Items listed in a dataset:
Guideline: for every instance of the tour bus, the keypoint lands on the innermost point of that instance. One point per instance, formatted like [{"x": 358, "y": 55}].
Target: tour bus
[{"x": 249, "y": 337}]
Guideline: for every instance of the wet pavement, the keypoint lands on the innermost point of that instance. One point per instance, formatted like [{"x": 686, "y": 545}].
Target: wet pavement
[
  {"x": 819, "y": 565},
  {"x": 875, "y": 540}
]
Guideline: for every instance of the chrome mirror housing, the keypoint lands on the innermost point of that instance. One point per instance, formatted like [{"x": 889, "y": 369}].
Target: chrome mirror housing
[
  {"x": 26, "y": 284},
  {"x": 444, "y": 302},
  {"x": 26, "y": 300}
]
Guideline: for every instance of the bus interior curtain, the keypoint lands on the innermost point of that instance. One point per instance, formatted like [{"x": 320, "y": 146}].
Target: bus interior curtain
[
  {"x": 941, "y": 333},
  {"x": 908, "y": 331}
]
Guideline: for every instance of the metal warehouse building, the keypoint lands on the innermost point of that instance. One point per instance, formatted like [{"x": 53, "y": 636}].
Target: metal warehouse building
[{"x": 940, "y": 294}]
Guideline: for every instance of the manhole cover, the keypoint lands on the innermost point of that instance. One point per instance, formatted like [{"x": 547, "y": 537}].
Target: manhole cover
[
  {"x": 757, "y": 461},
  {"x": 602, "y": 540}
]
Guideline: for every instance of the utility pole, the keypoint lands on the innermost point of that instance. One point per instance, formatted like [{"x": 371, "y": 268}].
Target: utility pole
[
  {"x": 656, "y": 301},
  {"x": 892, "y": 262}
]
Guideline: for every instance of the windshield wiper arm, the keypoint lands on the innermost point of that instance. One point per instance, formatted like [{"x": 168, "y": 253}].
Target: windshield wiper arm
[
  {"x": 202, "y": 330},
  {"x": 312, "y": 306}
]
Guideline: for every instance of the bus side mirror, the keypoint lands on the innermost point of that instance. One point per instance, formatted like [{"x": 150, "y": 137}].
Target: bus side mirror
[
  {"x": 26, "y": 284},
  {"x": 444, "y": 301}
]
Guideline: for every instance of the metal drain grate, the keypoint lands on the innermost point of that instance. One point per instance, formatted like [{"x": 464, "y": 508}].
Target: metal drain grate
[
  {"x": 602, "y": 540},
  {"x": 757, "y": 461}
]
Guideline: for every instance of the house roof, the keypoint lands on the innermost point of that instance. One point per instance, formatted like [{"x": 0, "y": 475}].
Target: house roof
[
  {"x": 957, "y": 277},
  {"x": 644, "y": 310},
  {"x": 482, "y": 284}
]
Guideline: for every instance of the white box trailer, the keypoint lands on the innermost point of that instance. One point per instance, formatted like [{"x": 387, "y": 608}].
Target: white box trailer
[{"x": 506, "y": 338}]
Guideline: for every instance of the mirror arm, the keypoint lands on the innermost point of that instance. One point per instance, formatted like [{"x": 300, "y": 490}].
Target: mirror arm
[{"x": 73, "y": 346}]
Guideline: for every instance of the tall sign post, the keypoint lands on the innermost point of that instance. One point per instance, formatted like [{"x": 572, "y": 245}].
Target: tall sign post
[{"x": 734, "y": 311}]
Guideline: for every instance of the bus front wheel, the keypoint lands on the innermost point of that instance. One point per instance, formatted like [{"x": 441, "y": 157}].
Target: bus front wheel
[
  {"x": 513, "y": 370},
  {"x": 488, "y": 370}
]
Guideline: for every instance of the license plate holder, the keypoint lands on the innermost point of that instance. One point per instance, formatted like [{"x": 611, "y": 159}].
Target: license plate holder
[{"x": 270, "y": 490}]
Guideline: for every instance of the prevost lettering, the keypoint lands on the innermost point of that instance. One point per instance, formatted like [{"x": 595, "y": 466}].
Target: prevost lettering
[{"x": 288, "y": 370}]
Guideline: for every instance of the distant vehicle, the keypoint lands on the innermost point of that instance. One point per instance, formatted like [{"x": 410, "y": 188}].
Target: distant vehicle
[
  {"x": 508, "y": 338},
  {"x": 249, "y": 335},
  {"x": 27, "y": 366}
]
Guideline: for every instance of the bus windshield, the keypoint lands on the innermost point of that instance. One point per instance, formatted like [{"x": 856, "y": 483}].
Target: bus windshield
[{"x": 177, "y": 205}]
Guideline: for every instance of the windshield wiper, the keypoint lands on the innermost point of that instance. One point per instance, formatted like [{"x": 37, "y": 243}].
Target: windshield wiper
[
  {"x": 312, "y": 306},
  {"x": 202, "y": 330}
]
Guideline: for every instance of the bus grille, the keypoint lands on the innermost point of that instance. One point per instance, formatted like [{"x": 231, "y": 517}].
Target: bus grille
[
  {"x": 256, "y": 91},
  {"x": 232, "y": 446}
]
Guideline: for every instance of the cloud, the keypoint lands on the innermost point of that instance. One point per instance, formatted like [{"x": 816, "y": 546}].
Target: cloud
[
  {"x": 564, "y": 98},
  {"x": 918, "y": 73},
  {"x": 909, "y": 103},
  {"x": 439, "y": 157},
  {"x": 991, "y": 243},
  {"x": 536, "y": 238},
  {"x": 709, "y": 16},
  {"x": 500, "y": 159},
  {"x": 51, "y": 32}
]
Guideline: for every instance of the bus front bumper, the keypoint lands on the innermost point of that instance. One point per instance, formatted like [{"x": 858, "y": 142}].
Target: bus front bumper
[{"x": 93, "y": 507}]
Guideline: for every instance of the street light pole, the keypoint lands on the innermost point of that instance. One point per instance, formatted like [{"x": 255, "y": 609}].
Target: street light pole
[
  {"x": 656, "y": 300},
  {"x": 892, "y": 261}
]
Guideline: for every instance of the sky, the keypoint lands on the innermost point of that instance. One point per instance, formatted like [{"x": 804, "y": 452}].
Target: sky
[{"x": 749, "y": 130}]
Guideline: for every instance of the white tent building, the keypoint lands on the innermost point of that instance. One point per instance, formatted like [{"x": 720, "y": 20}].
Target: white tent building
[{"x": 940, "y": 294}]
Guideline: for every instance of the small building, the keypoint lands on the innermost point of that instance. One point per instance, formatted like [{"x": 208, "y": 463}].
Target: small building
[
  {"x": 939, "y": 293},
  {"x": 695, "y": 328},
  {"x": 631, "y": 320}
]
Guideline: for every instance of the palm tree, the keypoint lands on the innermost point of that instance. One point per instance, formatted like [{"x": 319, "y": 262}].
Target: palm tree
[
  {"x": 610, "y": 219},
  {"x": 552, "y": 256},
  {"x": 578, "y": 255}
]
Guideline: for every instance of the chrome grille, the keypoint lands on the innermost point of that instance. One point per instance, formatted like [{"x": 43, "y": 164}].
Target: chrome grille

Given request ::
Every entry should be printed again exactly as it stands.

Written response ::
Guideline: for every instance of the tour bus, the keypoint lands on the innermost point of that instance. One point per instance, formatted like [{"x": 358, "y": 55}].
Target: tour bus
[{"x": 249, "y": 337}]
Guideline: for every instance of the wet pavement, the keypoint lands on the innermost point of that instance. One point per instance, formatted like [{"x": 686, "y": 545}].
Target: wet pavement
[
  {"x": 819, "y": 565},
  {"x": 875, "y": 540}
]
Guideline: for every instance of the chrome mirror housing, the keypoint lands on the innermost point of that instance. One point per instance, formatted like [{"x": 889, "y": 369}].
Target: chrome mirror housing
[
  {"x": 26, "y": 284},
  {"x": 444, "y": 302},
  {"x": 26, "y": 300}
]
Guideline: for every instance of the bus interior curtain, the keypoint lands on the innermost point of that instance. One point per instance, formatted like [{"x": 320, "y": 146}].
Target: bus interior curtain
[
  {"x": 941, "y": 333},
  {"x": 908, "y": 331}
]
Guideline: for every instance of the metal warehouse building, the keypoint lands on the innermost point of that instance. One point per instance, formatted like [{"x": 53, "y": 636}].
Target: metal warehouse building
[{"x": 940, "y": 294}]
Guideline: for every instance of the manhole cover, the keypoint lands on the innermost point of that instance. One point per instance, formatted like [{"x": 547, "y": 537}].
Target: manhole cover
[
  {"x": 757, "y": 461},
  {"x": 602, "y": 540}
]
Guideline: for every instance of the utility pole, the keypoint lands on the innermost point of that instance. One point per instance, formatted like [{"x": 371, "y": 268}].
Target: utility pole
[
  {"x": 656, "y": 301},
  {"x": 892, "y": 262}
]
Guideline: for every instance of the windshield wiper arm, the keypoint lands on the innermost point of that instance. One point per instance, formatted like [{"x": 168, "y": 253}].
Target: windshield wiper arm
[
  {"x": 202, "y": 330},
  {"x": 312, "y": 306}
]
Guideline: for every instance of the bus side mirror, the keypoint lands on the innermost point of that instance. One point per instance, formatted like [{"x": 150, "y": 137}].
Target: bus side mirror
[
  {"x": 26, "y": 284},
  {"x": 444, "y": 301}
]
Guideline: for every instance of the metal drain grate, the keypoint lands on the innermost point of that instance. One point per instance, formatted like [{"x": 464, "y": 508}].
Target: metal drain grate
[
  {"x": 602, "y": 540},
  {"x": 757, "y": 461}
]
Guideline: for every instance of the house roof, the keypoint lands on the innermost point of that instance. One point per instance, formatted like [{"x": 0, "y": 475}].
Target: house roof
[
  {"x": 957, "y": 277},
  {"x": 644, "y": 310},
  {"x": 482, "y": 284}
]
Guideline: for every instance of the white box trailer, the keypoint lands on the innermost point of that instance. One point per instance, formatted like [{"x": 387, "y": 608}].
Target: white box trailer
[{"x": 506, "y": 338}]
Guideline: for every instance of the mirror arm, the keypoint lands on the innermost point of that instance. One point per instance, formatted like [{"x": 300, "y": 490}].
Target: mirror arm
[{"x": 73, "y": 346}]
Guideline: for every instance of the tall sign post, the keypoint lands on the innermost point of that instance. One point per instance, formatted like [{"x": 572, "y": 245}].
Target: tall sign post
[{"x": 734, "y": 311}]
Guideline: for every instance of the bus front wheel, the keypoint lands on the innermost point of that instance. One point per instance, formatted like [{"x": 441, "y": 157}].
Target: bus front wheel
[
  {"x": 513, "y": 370},
  {"x": 488, "y": 370}
]
Guideline: for every instance of the license plate holder, the keypoint lands on the innermost point of that instance. One point per instance, formatted like [{"x": 611, "y": 159}].
Target: license plate holder
[{"x": 270, "y": 490}]
Guideline: for every instance of the prevost lettering, the keypoint lands on the innermost point of that instance. One point per instance, formatted like [{"x": 595, "y": 466}].
Target: prevost lettering
[{"x": 288, "y": 370}]
Guideline: for every instance of the distant vehicle, the keypoint lands on the innermost point of that instance. One point per instance, formatted like [{"x": 410, "y": 188}].
Target: distant vehicle
[
  {"x": 508, "y": 338},
  {"x": 249, "y": 335},
  {"x": 27, "y": 366}
]
Guideline: for every instance of the bus windshield, the keypoint lands on the innermost point of that instance. One point per instance, formatted like [{"x": 856, "y": 483}].
Target: bus windshield
[{"x": 177, "y": 205}]
Guideline: for every instance of the windshield wiper, the keypoint lands on the innermost point of that instance. One point per instance, formatted like [{"x": 37, "y": 243}].
Target: windshield wiper
[
  {"x": 312, "y": 306},
  {"x": 202, "y": 330}
]
Guideline: for every instance of the bus grille, the keypoint lands on the innermost point of that instance. One point per instance, formatted like [{"x": 231, "y": 517}].
Target: bus grille
[
  {"x": 256, "y": 91},
  {"x": 232, "y": 446}
]
Guideline: for every instance of the cloud, the keypoint lands on the innermost point of that instance. One point per instance, formatted like [{"x": 816, "y": 546}].
Target: cloud
[
  {"x": 564, "y": 98},
  {"x": 918, "y": 73},
  {"x": 909, "y": 103},
  {"x": 439, "y": 157},
  {"x": 991, "y": 243},
  {"x": 536, "y": 238},
  {"x": 709, "y": 16},
  {"x": 500, "y": 159},
  {"x": 51, "y": 32}
]
Guideline: for every instance of the bus front bumper, the keypoint lands on the innermost point of that instance. One point per instance, formatted like [{"x": 858, "y": 142}].
Target: bus front bumper
[{"x": 93, "y": 507}]
Guideline: for every instance of the street light pole, the keypoint lands on the innermost point of that instance. One point per instance, formatted like [{"x": 255, "y": 609}].
Target: street light pole
[
  {"x": 656, "y": 300},
  {"x": 892, "y": 261}
]
Guideline: for every instance of the sky, the keypoint lands on the innermost point of that instance. One point per instance, formatted like [{"x": 804, "y": 452}].
Target: sky
[{"x": 749, "y": 130}]
Guideline: for every instance of the white tent building, the keypoint lands on the innermost point of that instance. One point per instance, formatted like [{"x": 720, "y": 20}].
Target: white tent building
[{"x": 940, "y": 294}]
Guideline: for every instance of the small building, the keypoint lands on the innermost point of that instance. One point per instance, formatted like [{"x": 208, "y": 463}].
Target: small building
[
  {"x": 939, "y": 293},
  {"x": 695, "y": 328},
  {"x": 631, "y": 320}
]
Guideline: for every instance of the palm tree, the keypoint lands on the innermost point of that instance. One point per instance, formatted like [{"x": 319, "y": 262}].
Target: palm tree
[
  {"x": 610, "y": 219},
  {"x": 552, "y": 256},
  {"x": 578, "y": 255}
]
Guideline: for every instance of the chrome grille, the keypoint lands on the innermost point of that instance. One point per instance, formatted like [{"x": 43, "y": 164}].
Target: chrome grille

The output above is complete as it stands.